ESERCIZIO A: Ricopia dall'articolo sullo smart working a Padova il brano che comincia con "PADOVA. Sono oltre" e va avanti fino a "tutta la provincia.".
ESERCIZIO B: Nell'articolo sullo smart working a Padova, che ruolo ricopre Aldo Marturano?

A Padova lavoro agile per oltre 61mila persone,ma i bar perdono 3 milioni a settimana

PADOVA. Sono oltre 61 mila i lavoratori padovani coinvolti dallo smart working in questi ultimi mesi, una crescita esponenziale da prima dell’emergenza Covid-19 (circa il 500% su base nazionale) che modifica di fatto il modo di intendere il lavoro così come gli spazi urbani, i trasporti ed i consumi.
Secondo uno studio di Confesercenti del Veneto Centrale solo a Padova città l’ingresso in smart working di decine di migliaia di lavoratori, l’assenza degli studenti e degli insegnanti nelle scuole come pure lo svuotamento di molti uffici, è costato e continua a costare al sistema dei pubblici esercizi 300 mila euro al giorno, 400 mila in tutta la provincia.
Un vuoto economico, fatto di tazzine di caffé mai bevute, brioche e tramezzini mai addentati, tavolini dei ristoranti deserti e buoni pasto fermi nelle casse dei datori di lavoro, che in una settimana vale in provincia oltre 2,8 milioni di euro a settimana, quasi 12 milioni al mese.
Anche le grandi organizzazioni sindacali padovane, i cui funzionari non sono passati per gli uffici delle sedi centrali durante il lockdown, ora si guardano intorno e vedono i bar e ristoranti dei dintorni falcidiati dalla desertificazione sanitaria dei mesi scorsi.
«Lo smart working è uno strumento che offre interessanti opportunità ai lavoratori, non solo in epoca di Covid-19» spiega Aldo Marturano, segretario della Cgil di Padova «ma come tutti prodotti della tecnologia e del digitale, se non governato, rischia di incrementare le disuguaglianze permettendo ad alcuni di accumulare ricchezze e lasciando altri nella precarietà e nel bisogno.
È un fenomeno che si vede a occhio nudo nell’organizzazione del lavoro ma pure guardando i bar, i ristoranti e l’occupazione in questo settore. Stesso discorso vale per le aziende di trasporto. Tutti pezzi importanti della nostra economia che non possono essere abbandonati a se stessi di fronte a cambiamenti di questa portata. Cambiamenti che vanno governati nelle aziende e sui territori ma che devono prevedere anche una visione di sviluppo più generale e condivisa».

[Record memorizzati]
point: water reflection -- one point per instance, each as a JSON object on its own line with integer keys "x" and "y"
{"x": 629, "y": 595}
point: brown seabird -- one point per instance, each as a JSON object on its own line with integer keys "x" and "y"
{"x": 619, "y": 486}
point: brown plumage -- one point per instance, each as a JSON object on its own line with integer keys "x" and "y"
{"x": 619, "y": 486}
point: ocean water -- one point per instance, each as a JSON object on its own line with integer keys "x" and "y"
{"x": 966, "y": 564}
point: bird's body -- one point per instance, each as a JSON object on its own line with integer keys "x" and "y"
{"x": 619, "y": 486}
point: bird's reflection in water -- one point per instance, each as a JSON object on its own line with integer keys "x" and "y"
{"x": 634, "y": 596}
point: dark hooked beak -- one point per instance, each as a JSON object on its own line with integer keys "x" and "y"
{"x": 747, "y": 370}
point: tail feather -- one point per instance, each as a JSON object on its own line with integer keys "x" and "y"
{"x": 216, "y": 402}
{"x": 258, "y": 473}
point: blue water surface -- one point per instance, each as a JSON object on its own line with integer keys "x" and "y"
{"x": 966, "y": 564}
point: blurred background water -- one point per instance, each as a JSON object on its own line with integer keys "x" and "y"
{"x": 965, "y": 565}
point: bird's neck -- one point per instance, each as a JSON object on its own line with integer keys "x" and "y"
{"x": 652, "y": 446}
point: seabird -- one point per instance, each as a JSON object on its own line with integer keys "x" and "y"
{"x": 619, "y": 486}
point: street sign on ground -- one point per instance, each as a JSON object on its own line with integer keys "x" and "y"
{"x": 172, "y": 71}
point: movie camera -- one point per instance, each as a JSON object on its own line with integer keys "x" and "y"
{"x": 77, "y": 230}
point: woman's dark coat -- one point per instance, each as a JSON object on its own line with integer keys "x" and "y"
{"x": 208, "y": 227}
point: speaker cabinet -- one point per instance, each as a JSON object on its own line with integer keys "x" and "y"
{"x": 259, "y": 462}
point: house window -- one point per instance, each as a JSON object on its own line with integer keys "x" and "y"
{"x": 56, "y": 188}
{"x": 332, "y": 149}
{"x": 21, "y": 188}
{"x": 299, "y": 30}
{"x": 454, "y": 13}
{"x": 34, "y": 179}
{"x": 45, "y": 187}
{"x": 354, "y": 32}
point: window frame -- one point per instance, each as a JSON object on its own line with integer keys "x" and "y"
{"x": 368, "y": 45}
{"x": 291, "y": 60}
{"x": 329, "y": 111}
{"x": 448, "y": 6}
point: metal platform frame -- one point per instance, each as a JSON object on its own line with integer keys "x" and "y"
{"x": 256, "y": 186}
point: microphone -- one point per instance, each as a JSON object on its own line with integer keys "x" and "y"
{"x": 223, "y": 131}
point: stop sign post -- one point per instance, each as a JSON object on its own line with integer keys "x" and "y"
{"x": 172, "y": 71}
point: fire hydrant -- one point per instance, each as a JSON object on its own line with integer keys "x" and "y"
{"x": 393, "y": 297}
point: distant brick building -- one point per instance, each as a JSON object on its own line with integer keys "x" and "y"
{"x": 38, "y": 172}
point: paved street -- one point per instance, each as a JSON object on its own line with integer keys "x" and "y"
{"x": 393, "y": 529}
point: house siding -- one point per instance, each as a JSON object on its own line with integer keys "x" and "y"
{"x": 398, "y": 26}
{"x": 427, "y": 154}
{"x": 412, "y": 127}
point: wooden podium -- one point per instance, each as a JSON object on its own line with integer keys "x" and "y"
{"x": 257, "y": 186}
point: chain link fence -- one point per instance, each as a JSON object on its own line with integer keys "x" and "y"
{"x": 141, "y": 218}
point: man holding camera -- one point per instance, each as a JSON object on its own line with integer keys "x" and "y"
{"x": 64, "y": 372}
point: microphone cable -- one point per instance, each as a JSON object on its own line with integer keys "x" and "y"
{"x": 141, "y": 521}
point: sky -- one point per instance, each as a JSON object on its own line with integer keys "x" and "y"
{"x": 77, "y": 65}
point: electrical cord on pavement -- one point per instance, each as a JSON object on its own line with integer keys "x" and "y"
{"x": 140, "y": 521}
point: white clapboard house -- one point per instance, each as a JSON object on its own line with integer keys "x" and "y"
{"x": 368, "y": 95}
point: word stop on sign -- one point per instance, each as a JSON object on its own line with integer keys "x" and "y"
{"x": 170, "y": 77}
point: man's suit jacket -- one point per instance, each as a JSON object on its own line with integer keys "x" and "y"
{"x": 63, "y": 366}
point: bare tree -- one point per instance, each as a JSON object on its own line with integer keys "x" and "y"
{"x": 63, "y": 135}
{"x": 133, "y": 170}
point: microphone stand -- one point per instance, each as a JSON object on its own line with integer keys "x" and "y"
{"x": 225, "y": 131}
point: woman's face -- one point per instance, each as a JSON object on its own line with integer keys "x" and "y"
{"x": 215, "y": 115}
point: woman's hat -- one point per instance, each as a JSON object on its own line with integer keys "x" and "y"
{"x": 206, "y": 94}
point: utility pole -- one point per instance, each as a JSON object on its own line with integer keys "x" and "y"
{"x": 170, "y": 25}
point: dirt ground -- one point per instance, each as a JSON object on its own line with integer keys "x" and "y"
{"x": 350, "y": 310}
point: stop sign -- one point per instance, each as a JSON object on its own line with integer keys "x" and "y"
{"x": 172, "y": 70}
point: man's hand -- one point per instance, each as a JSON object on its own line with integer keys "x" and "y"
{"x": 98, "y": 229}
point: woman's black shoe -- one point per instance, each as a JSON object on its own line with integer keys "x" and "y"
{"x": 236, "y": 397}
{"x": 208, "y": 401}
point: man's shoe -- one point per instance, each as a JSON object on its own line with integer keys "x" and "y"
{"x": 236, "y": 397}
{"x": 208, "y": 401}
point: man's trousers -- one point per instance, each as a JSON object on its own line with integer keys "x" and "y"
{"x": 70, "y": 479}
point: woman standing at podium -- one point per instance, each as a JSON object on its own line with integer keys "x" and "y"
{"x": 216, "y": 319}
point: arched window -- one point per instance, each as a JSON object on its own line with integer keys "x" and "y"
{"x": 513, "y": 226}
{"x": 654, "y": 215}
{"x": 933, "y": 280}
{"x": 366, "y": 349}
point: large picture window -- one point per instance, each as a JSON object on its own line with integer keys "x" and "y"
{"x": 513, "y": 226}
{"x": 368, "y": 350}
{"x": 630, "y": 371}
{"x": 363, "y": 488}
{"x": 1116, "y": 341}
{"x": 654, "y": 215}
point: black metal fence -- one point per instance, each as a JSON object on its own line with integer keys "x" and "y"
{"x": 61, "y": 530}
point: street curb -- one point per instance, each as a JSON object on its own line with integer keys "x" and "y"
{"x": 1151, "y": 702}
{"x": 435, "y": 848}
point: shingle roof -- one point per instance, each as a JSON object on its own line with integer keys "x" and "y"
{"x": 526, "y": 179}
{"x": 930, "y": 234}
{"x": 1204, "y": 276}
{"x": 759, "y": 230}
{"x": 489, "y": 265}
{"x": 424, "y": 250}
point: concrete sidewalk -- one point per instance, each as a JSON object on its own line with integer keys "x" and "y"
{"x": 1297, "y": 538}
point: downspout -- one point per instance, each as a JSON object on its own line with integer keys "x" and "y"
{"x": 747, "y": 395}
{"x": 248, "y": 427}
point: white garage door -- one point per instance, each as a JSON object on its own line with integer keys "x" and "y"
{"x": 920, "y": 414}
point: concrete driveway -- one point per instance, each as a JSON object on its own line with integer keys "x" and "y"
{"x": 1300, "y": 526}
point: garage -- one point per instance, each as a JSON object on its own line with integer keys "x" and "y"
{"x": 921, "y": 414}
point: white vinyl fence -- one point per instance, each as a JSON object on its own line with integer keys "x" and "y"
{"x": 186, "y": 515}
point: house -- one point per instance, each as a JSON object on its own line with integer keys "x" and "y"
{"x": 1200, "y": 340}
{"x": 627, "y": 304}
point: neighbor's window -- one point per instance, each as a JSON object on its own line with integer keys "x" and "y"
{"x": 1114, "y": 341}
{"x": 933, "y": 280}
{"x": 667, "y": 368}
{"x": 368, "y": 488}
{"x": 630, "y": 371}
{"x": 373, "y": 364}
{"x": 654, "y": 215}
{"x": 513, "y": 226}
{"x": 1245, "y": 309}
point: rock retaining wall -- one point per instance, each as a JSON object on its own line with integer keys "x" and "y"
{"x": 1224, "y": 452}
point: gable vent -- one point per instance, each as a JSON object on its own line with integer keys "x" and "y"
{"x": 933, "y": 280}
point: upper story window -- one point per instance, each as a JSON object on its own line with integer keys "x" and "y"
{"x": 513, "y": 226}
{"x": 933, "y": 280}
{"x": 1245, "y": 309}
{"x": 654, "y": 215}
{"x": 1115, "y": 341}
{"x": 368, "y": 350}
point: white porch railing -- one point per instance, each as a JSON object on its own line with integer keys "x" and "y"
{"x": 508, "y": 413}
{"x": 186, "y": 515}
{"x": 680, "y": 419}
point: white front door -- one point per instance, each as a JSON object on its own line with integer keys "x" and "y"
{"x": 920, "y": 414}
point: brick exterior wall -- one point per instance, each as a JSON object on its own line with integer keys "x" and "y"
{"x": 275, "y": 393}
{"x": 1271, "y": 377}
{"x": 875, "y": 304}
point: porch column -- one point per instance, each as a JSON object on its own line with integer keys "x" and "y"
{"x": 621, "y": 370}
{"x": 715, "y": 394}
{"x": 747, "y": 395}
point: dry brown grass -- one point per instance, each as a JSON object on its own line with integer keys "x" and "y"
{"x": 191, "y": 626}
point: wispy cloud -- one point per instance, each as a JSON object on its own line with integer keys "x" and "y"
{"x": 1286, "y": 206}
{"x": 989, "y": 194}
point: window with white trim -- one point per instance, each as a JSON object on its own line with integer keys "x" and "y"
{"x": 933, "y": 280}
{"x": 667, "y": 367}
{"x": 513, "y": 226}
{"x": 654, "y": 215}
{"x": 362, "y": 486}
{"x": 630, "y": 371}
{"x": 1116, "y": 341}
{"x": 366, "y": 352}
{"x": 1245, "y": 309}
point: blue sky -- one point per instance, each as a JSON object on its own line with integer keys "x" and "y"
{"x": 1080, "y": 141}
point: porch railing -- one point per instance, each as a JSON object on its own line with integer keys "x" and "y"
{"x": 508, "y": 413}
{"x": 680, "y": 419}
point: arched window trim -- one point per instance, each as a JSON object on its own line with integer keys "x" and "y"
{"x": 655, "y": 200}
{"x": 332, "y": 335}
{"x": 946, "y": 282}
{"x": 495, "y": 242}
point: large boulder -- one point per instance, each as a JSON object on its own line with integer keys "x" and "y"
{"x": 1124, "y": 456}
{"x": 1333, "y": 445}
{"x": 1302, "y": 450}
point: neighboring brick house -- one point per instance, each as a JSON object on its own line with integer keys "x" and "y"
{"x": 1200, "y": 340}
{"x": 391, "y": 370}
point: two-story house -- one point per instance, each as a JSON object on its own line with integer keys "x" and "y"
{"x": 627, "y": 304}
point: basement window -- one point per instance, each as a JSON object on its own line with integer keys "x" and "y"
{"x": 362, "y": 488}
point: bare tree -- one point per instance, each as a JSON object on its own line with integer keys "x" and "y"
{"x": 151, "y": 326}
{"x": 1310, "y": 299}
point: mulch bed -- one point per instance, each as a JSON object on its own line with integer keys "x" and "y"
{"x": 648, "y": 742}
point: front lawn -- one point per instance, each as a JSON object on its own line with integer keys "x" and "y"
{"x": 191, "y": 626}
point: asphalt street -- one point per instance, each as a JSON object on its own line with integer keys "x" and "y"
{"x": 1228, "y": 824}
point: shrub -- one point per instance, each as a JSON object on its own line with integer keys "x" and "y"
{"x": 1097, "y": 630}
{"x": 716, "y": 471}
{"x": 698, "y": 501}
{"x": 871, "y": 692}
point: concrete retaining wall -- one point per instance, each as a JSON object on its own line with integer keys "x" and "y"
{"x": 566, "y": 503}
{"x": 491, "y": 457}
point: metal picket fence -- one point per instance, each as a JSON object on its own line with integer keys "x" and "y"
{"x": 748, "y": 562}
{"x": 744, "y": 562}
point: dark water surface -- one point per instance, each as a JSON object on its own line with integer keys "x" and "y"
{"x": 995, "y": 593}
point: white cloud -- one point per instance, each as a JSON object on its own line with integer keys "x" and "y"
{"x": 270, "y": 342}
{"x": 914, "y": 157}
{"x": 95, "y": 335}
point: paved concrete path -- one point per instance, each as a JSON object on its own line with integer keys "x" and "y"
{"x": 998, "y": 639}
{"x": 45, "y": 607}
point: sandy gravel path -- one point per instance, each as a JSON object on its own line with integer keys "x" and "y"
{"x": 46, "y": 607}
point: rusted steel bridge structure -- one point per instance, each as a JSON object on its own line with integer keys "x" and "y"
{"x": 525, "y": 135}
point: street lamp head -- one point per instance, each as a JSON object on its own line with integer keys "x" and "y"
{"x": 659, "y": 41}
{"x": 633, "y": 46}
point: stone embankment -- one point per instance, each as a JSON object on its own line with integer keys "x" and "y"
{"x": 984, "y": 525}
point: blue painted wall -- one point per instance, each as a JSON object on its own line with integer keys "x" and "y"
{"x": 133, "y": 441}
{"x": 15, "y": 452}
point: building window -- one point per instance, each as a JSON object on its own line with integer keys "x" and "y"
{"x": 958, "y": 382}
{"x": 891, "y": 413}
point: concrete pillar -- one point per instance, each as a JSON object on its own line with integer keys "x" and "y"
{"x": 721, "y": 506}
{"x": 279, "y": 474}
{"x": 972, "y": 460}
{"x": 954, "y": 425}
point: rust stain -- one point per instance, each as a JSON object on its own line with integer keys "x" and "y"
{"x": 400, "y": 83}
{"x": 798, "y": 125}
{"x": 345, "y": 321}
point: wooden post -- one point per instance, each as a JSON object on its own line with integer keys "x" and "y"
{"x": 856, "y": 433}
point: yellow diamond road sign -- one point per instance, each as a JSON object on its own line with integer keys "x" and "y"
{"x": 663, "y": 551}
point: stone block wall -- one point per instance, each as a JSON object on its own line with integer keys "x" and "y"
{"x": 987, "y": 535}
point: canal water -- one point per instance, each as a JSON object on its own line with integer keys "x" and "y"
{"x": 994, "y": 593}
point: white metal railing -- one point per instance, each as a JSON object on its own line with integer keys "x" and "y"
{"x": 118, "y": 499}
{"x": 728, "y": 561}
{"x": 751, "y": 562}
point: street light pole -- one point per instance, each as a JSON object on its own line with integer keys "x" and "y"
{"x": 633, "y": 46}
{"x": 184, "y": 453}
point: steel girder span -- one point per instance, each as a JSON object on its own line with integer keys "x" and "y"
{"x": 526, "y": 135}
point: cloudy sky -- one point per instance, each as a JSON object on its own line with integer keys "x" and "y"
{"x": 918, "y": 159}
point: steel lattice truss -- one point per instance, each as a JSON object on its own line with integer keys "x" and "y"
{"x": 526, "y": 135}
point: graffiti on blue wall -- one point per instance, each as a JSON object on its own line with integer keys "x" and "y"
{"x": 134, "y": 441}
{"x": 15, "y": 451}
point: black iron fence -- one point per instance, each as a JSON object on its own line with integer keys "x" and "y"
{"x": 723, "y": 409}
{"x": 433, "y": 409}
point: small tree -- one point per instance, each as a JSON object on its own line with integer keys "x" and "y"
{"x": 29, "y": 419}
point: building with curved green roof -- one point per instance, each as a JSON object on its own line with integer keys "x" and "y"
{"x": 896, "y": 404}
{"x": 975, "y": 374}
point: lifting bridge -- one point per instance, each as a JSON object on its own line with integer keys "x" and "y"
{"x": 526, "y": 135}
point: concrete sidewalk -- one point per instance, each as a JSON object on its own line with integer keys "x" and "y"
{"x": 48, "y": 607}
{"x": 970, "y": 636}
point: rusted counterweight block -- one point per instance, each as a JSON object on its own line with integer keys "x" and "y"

SOLUZIONE A:
PADOVA. Sono oltre 61 mila i lavoratori padovani coinvolti dallo smart working in questi ultimi mesi, una crescita esponenziale da prima dell’emergenza Covid-19 (circa il 500% su base nazionale) che modifica di fatto il modo di intendere il lavoro così come gli spazi urbani, i trasporti ed i consumi.
Secondo uno studio di Confesercenti del Veneto Centrale solo a Padova città l’ingresso in smart working di decine di migliaia di lavoratori, l’assenza degli studenti e degli insegnanti nelle scuole come pure lo svuotamento di molti uffici, è costato e continua a costare al sistema dei pubblici esercizi 300 mila euro al giorno, 400 mila in tutta la provincia.

SOLUZIONE B: È il segretario della Cgil di Padova.